BEGIN

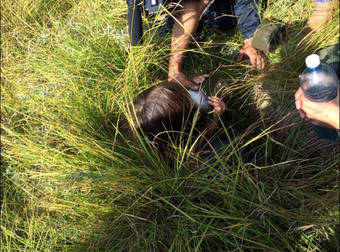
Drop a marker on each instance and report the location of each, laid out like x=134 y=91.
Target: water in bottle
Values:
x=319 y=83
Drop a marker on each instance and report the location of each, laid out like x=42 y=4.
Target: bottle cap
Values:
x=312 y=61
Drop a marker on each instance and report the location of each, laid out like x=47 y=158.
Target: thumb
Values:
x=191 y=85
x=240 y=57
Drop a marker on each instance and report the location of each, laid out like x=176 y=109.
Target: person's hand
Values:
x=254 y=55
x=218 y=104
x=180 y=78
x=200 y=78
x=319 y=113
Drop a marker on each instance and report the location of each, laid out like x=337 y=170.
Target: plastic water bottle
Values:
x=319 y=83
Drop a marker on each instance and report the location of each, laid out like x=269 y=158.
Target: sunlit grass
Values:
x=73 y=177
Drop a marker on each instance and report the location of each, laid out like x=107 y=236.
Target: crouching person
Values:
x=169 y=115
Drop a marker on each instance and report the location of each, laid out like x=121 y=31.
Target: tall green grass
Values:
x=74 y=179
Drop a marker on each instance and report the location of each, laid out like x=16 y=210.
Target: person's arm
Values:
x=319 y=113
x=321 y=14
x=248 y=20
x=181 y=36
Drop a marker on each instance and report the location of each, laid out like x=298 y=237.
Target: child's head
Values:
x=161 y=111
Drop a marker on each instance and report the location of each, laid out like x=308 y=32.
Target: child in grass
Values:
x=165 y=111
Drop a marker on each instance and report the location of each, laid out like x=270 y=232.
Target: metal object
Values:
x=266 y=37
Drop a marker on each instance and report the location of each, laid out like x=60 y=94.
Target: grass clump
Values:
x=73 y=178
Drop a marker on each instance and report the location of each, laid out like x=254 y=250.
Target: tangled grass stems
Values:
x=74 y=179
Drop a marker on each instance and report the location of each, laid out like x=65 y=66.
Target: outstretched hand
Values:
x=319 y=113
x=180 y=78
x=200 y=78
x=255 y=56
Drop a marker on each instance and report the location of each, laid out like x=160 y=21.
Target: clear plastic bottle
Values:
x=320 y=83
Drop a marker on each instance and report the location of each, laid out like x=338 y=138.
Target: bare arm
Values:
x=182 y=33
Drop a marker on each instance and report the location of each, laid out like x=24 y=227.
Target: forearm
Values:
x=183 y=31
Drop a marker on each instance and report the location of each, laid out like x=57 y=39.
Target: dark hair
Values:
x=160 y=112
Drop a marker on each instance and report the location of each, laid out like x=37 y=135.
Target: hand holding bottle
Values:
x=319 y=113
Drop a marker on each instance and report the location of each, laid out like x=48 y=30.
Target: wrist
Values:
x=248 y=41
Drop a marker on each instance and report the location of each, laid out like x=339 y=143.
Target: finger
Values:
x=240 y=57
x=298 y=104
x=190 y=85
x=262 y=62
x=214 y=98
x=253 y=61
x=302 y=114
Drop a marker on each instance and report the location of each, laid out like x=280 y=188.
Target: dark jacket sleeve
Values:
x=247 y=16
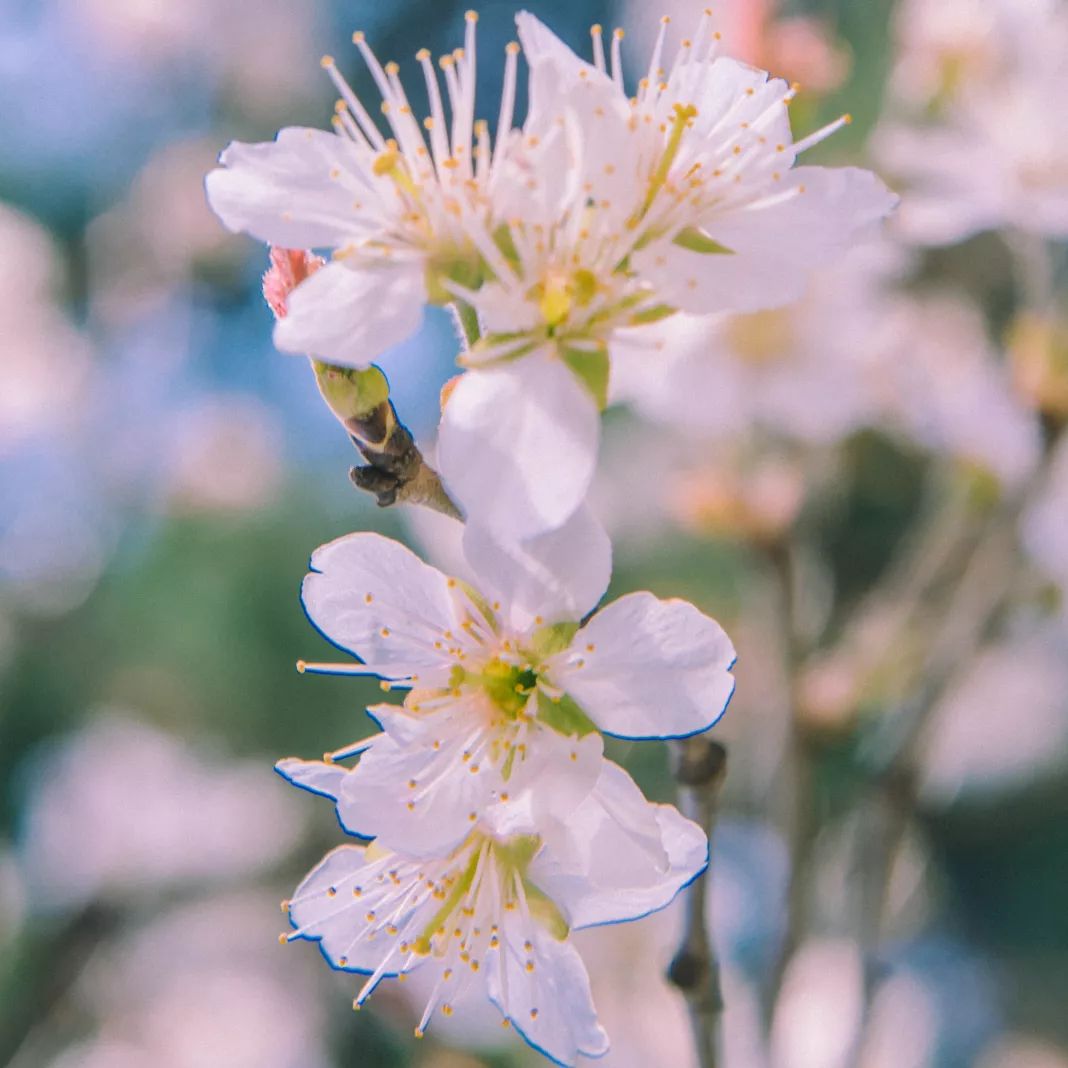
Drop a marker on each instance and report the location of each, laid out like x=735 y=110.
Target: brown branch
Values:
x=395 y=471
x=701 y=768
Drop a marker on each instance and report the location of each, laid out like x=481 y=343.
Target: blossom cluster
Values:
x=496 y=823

END

**What is being asked**
Your answer must consist of every line from the listing that holds the string "water".

**Solved exercise**
Target: water in bottle
Target: plastic water bottle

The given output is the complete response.